* Records for the exercise:
** Start **
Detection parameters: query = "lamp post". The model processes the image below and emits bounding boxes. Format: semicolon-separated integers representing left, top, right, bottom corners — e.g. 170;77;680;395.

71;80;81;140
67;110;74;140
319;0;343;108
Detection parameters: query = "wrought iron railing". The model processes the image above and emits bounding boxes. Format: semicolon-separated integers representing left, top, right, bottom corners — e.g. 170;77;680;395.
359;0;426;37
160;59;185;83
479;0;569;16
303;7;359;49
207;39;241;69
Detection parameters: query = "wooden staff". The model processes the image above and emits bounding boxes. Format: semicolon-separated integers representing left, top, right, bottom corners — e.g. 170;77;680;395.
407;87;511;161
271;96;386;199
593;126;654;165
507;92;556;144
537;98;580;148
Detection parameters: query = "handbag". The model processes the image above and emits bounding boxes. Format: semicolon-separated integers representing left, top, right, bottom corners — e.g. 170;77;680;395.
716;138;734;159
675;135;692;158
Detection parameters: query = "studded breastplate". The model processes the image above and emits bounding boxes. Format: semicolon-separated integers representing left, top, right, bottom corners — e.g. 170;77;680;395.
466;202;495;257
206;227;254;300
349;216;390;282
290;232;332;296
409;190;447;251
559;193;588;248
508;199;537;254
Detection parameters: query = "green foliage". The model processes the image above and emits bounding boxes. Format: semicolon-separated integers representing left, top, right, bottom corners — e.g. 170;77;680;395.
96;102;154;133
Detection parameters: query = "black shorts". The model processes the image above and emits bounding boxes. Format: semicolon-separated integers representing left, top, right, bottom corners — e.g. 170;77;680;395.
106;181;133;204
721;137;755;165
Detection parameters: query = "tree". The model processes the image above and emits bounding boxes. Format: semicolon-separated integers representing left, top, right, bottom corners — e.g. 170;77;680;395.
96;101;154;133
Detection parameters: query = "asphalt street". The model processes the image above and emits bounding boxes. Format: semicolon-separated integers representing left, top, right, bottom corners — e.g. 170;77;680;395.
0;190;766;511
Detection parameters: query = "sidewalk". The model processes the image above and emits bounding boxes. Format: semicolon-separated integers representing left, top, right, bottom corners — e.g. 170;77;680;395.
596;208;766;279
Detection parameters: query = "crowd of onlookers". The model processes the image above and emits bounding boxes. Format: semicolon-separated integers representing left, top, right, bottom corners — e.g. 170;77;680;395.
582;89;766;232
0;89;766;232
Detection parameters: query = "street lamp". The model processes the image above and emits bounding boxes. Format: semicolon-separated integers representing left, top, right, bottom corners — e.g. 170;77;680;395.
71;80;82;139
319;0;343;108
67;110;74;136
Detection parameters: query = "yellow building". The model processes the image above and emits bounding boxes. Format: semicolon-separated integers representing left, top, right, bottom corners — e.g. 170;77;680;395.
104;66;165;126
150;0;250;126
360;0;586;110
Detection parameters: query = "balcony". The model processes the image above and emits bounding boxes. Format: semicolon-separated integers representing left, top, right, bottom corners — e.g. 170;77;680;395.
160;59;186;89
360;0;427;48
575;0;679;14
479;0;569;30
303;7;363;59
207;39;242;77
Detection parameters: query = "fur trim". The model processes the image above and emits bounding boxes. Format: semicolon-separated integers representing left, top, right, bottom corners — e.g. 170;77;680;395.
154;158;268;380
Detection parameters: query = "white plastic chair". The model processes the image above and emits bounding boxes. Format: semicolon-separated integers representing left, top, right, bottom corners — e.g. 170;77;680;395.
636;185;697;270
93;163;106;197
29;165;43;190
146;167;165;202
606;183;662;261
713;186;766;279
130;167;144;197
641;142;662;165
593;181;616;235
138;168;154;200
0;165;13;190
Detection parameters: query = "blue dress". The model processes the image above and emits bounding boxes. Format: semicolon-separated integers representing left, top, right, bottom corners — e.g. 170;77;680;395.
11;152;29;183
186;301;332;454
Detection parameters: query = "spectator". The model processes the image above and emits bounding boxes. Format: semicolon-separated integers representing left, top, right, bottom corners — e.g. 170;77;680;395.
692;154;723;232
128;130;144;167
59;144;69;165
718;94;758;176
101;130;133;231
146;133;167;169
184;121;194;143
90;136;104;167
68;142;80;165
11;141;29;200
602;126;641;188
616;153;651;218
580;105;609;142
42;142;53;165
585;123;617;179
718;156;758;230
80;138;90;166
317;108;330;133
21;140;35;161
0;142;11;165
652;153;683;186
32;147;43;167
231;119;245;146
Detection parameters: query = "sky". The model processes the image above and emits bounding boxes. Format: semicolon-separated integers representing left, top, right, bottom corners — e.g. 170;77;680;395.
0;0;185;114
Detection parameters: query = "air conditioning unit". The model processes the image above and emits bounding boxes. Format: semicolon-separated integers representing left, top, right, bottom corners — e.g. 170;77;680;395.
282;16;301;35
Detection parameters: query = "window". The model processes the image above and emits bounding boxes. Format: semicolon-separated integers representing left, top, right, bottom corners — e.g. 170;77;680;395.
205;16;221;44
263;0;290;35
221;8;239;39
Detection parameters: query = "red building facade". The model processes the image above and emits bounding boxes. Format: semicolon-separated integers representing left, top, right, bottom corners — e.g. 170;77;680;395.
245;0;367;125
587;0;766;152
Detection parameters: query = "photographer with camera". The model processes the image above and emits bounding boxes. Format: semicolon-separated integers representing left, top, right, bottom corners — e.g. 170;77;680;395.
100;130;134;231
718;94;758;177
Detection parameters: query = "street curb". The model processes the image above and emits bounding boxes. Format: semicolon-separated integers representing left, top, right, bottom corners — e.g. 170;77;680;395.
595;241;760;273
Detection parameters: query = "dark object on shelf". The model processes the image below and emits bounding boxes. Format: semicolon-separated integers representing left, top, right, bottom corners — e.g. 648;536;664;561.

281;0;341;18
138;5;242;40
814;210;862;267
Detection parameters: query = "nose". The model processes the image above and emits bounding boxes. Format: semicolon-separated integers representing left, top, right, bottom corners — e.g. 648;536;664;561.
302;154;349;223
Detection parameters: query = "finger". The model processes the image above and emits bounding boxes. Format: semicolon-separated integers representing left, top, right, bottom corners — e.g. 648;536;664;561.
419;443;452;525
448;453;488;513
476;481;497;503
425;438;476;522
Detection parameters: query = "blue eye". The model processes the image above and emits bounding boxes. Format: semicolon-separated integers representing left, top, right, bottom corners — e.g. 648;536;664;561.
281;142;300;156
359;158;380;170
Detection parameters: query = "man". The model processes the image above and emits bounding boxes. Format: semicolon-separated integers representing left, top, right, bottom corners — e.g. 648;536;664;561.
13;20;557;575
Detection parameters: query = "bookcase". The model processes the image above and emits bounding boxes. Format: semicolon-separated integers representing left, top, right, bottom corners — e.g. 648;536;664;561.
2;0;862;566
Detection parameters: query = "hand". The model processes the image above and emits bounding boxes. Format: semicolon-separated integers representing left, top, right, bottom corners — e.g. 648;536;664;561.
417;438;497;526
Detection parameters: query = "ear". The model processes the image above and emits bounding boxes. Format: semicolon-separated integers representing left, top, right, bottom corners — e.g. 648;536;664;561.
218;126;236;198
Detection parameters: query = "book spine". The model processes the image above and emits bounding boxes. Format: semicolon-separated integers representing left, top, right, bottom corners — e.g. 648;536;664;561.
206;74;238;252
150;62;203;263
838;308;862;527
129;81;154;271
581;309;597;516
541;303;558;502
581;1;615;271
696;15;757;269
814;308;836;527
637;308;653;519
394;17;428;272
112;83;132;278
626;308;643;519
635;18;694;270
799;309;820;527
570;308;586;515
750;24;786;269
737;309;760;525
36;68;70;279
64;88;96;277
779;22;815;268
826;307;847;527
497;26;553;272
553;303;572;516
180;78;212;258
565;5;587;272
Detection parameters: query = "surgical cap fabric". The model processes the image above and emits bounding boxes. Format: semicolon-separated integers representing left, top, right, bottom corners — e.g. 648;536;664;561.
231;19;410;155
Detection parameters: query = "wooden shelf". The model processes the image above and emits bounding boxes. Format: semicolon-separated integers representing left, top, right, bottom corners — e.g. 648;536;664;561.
** End **
* Exercise objective: Copy out the stretch of records from the start through the line that contains "508;199;537;254", both ends included.

* Result for this exercise:
Detection parameters: query = "lamp post". The model processes the image below and emits bounding boxes. Format: semicolon-separated integers representing left, top, right, bottom corners — e.g. 170;77;680;395.

71;80;81;140
67;110;74;140
319;0;343;108
Detection parameters: query = "wrought iron railing". The model processes the image above and emits bounding boxes. Format: semicolon-separated integers representing left, top, right, bottom corners — e.g. 170;77;680;395.
359;0;426;37
160;59;185;83
479;0;569;16
303;7;359;49
207;39;241;69
Detection parameters: query = "wooden staff". The model processes the image above and emits bounding boxes. Format: semicolon-separated integers representing left, top, right, bottom corners — e.g. 170;77;680;395.
407;87;511;161
271;96;386;199
593;126;654;165
507;92;556;144
537;98;580;148
Detection parameters: query = "handbag". The model processes the image above and emits bounding boxes. Format: semicolon-separated integers representing left, top, right, bottom corners — e.g. 170;77;680;395.
716;138;734;159
675;135;692;158
Detection parameters: query = "studded breastplate". The model processes the image above and emits bounding boxes. Format: semicolon-separated integers representing left, top, right, bottom corners — e.g. 170;77;680;395.
466;202;495;257
206;227;254;300
349;216;390;282
290;232;332;296
409;190;447;251
559;193;588;248
508;199;537;254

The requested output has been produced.